══ Recorded information ══

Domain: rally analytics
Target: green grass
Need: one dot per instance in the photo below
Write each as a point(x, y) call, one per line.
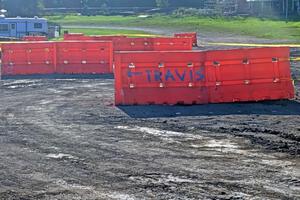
point(262, 28)
point(102, 31)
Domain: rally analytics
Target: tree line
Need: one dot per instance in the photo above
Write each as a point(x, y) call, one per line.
point(37, 7)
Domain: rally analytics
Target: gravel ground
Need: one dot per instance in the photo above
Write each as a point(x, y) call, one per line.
point(64, 139)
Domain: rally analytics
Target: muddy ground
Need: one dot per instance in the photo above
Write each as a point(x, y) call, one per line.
point(64, 139)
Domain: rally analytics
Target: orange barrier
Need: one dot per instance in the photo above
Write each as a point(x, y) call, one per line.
point(192, 35)
point(202, 77)
point(57, 57)
point(34, 38)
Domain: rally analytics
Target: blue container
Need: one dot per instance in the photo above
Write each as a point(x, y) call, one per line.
point(19, 27)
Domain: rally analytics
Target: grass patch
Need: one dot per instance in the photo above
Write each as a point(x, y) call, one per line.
point(262, 28)
point(102, 31)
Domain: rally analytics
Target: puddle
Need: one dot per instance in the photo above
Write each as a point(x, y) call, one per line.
point(160, 133)
point(61, 156)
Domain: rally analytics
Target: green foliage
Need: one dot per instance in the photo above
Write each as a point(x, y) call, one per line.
point(263, 28)
point(101, 31)
point(162, 3)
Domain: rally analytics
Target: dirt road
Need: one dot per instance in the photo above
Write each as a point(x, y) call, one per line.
point(64, 139)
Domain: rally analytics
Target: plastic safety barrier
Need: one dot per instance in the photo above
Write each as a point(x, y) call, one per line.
point(123, 43)
point(84, 57)
point(192, 35)
point(57, 57)
point(34, 38)
point(144, 78)
point(82, 37)
point(27, 58)
point(152, 44)
point(73, 36)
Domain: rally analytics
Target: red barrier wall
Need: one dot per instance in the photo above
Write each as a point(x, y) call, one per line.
point(34, 38)
point(73, 36)
point(192, 35)
point(82, 37)
point(84, 57)
point(152, 44)
point(202, 77)
point(57, 57)
point(27, 58)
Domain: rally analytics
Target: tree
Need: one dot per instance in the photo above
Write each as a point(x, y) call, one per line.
point(23, 8)
point(162, 3)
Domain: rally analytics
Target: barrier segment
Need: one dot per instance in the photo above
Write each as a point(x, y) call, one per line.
point(84, 57)
point(27, 58)
point(152, 44)
point(34, 38)
point(82, 37)
point(192, 35)
point(144, 78)
point(57, 57)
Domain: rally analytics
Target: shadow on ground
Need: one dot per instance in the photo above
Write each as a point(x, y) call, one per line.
point(284, 107)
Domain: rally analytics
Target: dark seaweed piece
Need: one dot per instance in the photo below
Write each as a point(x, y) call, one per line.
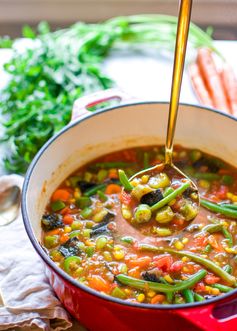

═══

Work required:
Give back the material from its first line through the line with "point(37, 7)", swapping "rally analytics" for "motorsport analytics" and changing nothing else. Leave the pictures out.

Exercise output:
Domain: motorsport analytics
Target: green grass
Need: one dot per instance in the photo below
Write each as a point(x, y) call, one per line.
point(262, 28)
point(102, 31)
Domain: motorsport analytics
Target: tree line
Need: one dot per instance in the photo above
Write each as a point(x, y) call, one per line.
point(37, 7)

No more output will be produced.